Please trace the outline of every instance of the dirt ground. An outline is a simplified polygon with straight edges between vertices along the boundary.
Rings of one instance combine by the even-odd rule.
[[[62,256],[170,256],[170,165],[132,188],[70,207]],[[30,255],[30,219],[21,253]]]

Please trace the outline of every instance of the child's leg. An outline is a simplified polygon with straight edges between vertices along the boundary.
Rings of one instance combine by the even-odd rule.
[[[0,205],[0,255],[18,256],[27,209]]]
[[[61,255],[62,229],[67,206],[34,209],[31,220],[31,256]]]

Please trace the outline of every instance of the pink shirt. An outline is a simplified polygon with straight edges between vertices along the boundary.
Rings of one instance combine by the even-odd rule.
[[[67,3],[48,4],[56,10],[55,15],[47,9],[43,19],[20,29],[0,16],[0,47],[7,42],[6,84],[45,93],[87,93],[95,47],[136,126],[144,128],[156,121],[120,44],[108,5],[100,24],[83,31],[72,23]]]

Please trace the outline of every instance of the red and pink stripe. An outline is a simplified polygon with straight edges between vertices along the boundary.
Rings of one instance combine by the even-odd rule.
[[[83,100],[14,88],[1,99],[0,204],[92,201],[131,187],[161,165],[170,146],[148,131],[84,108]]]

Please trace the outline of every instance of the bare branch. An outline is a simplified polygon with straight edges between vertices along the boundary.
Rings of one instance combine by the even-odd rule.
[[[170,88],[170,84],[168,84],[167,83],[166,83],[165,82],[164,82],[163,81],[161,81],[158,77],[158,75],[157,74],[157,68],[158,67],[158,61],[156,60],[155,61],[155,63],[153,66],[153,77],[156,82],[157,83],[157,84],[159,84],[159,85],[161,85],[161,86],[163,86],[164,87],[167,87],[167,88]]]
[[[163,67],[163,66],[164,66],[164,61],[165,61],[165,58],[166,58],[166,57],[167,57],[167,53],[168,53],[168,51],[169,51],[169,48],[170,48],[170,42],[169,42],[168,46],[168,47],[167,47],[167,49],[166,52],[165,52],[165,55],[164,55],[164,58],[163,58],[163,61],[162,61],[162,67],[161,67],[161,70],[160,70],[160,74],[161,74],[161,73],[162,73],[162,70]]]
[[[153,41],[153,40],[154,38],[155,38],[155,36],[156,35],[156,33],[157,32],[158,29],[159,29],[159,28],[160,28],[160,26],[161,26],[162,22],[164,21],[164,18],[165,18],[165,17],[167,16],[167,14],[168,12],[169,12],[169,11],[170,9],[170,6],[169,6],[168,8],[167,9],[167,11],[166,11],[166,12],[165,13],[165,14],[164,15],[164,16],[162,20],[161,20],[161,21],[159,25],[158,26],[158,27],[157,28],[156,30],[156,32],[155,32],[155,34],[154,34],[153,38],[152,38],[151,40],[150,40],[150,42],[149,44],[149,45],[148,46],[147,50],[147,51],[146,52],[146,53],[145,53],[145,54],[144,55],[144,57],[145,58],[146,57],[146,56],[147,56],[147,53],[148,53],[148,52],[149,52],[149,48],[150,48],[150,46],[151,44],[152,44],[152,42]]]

================

Task description: Nothing should be left out: repeat all of the data exactly.

Expected answer:
Please trace the outline of every instance of the dirt ground. An outline is a simplified polygon with straight edges between vertices along the boundary.
Rings of one instance combine by the even-odd rule.
[[[62,256],[170,256],[170,165],[132,188],[70,207]],[[30,255],[30,219],[21,253]]]

Please trace the outline of every instance of the child's leg. An outline is a simplified polygon with straight edges between vertices along the boundary.
Rings of one instance combine by the even-odd rule.
[[[0,205],[0,255],[18,256],[27,209]]]
[[[61,255],[62,229],[67,206],[34,209],[31,220],[31,256]]]

Please trace the outline of every instance of the pink shirt. An outline is a simplified polygon with straight edges between vertices along the boundary.
Rings of one instance combine by the even-odd rule.
[[[67,3],[48,4],[56,10],[55,15],[47,9],[43,19],[20,29],[0,16],[0,47],[7,42],[6,84],[45,93],[87,93],[95,47],[136,126],[144,128],[156,121],[120,44],[108,5],[100,24],[83,31],[72,23]]]

Please trace the outline of every instance of the red and pink stripe. An outline is a simplified polygon with straight edges between vertices along the boundary.
Rings of one instance combine by the even-odd rule.
[[[83,100],[14,88],[1,99],[0,204],[92,201],[131,187],[161,165],[170,146],[148,131],[84,108]]]

Please trace the outline of every instance of the bare branch. An outline is a simplified polygon with straight edges between vertices along the boundary.
Rings of one instance combine by the even-odd rule.
[[[170,88],[170,84],[168,84],[167,83],[166,83],[165,82],[164,82],[163,81],[161,81],[158,77],[158,75],[157,74],[157,68],[158,67],[158,61],[156,60],[155,61],[155,63],[153,66],[153,77],[156,82],[157,83],[157,84],[159,84],[159,85],[161,85],[161,86],[163,86],[164,87],[167,87],[167,88]]]
[[[163,67],[163,66],[164,66],[164,61],[165,61],[165,58],[166,58],[166,57],[167,57],[167,53],[168,53],[168,51],[169,51],[169,48],[170,48],[170,42],[169,42],[168,46],[168,47],[167,47],[167,49],[166,52],[165,52],[165,55],[164,55],[164,58],[163,58],[163,61],[162,61],[162,67],[161,67],[161,70],[160,70],[160,74],[161,74],[161,73],[162,73],[162,70]]]
[[[153,41],[153,40],[154,38],[155,38],[155,36],[156,35],[156,33],[157,32],[158,29],[159,29],[159,28],[160,28],[160,26],[161,26],[162,22],[164,21],[164,18],[165,18],[165,17],[167,16],[167,14],[168,12],[169,12],[169,11],[170,9],[170,6],[169,6],[168,8],[167,9],[167,11],[166,11],[166,12],[165,13],[165,14],[164,15],[164,16],[162,20],[161,20],[161,21],[159,25],[158,26],[158,27],[157,28],[156,30],[156,32],[155,32],[155,34],[154,34],[153,38],[152,38],[151,40],[150,40],[150,42],[149,44],[149,45],[148,46],[147,50],[147,51],[146,52],[146,53],[145,53],[145,54],[144,55],[144,57],[145,58],[146,57],[146,56],[147,56],[147,53],[148,53],[148,52],[149,52],[149,48],[150,48],[150,46],[151,44],[152,44],[152,42]]]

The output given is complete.